RAW DATA>

========

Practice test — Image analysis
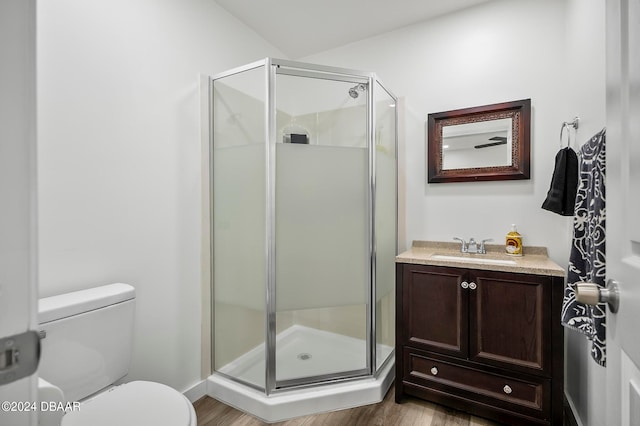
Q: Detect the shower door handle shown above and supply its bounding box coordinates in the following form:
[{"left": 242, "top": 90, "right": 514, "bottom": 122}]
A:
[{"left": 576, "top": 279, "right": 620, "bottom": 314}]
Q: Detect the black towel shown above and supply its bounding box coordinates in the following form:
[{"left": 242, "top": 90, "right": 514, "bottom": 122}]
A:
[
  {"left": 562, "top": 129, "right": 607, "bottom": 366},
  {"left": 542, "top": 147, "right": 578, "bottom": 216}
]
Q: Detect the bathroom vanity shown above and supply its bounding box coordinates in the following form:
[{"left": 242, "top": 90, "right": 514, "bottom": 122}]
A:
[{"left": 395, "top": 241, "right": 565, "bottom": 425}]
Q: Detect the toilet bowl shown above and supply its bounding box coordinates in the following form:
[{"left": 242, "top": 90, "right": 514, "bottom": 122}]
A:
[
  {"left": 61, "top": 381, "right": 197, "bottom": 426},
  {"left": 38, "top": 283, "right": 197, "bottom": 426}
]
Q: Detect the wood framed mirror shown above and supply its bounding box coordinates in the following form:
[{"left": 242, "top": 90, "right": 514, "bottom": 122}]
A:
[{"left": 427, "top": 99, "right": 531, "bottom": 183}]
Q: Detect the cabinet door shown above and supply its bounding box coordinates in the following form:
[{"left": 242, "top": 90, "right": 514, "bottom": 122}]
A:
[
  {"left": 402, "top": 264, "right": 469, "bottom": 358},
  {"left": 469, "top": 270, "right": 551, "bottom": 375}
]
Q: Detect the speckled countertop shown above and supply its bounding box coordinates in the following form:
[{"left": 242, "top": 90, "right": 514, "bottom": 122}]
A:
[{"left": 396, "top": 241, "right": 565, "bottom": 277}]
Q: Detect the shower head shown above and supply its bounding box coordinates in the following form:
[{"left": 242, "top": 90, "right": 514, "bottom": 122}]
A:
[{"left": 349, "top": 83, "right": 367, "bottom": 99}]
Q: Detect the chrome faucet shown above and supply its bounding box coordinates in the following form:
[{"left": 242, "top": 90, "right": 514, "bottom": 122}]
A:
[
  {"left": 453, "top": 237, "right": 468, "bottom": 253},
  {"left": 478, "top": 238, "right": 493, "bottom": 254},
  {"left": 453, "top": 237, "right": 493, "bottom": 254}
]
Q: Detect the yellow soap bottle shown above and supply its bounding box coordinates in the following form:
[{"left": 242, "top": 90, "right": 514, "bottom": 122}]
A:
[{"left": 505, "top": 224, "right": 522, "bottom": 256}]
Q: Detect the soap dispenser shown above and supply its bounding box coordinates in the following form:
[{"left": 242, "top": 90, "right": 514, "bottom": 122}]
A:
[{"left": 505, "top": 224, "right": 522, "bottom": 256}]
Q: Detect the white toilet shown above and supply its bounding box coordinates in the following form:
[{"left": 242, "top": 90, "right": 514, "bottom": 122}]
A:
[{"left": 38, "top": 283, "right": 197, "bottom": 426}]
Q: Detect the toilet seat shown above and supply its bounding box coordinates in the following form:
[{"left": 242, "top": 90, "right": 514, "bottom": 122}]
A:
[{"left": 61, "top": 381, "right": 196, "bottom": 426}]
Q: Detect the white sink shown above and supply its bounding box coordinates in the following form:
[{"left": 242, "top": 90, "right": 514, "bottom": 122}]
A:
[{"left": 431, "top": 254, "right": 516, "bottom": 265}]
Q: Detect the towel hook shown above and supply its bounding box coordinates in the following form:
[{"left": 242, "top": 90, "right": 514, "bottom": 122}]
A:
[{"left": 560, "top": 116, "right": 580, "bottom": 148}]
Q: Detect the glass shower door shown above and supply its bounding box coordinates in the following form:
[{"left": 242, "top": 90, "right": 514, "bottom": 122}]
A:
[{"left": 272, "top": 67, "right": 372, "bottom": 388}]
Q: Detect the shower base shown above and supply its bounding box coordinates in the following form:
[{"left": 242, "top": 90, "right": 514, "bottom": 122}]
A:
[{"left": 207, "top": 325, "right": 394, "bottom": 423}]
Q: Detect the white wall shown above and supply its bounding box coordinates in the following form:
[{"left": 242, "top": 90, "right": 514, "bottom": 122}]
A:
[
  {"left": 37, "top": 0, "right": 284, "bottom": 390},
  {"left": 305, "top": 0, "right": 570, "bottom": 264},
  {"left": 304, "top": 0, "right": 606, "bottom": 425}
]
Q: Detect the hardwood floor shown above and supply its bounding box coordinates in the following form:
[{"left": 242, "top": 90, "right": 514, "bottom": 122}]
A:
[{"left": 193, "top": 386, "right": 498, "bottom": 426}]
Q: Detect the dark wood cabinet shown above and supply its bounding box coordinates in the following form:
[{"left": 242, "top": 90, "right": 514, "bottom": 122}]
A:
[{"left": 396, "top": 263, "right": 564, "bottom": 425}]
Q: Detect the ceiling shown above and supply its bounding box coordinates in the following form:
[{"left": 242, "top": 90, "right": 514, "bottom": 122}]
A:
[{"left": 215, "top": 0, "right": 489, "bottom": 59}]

========

TASK PROMPT> Please copy the rows again from the line with "Q: Detect the white wall" through the last row, requests included, and increase every bounding box coordinate in the answers by 95. Keep the numbers in the requests and their format samples unchanged.

SOLUTION TO THIS EXERCISE>
Q: Detect the white wall shown above and supply its bounding box coordinates in the following form:
[{"left": 242, "top": 90, "right": 514, "bottom": 122}]
A:
[
  {"left": 132, "top": 95, "right": 379, "bottom": 485},
  {"left": 400, "top": 95, "right": 665, "bottom": 359},
  {"left": 399, "top": 95, "right": 701, "bottom": 520}
]
Q: Detect the hardwood floor shown above and supply its bounding box coordinates in the following form:
[{"left": 242, "top": 90, "right": 514, "bottom": 122}]
A:
[{"left": 288, "top": 481, "right": 593, "bottom": 521}]
Q: Detect the dark wood cabinet shown above and supply its bounding box coordinates in the following form:
[{"left": 242, "top": 90, "right": 514, "bottom": 122}]
A:
[{"left": 491, "top": 358, "right": 659, "bottom": 520}]
Q: Detect the ceiling shown above and supply its bounding box coordinates in the following form:
[{"left": 242, "top": 90, "right": 514, "bottom": 122}]
A:
[{"left": 310, "top": 95, "right": 584, "bottom": 154}]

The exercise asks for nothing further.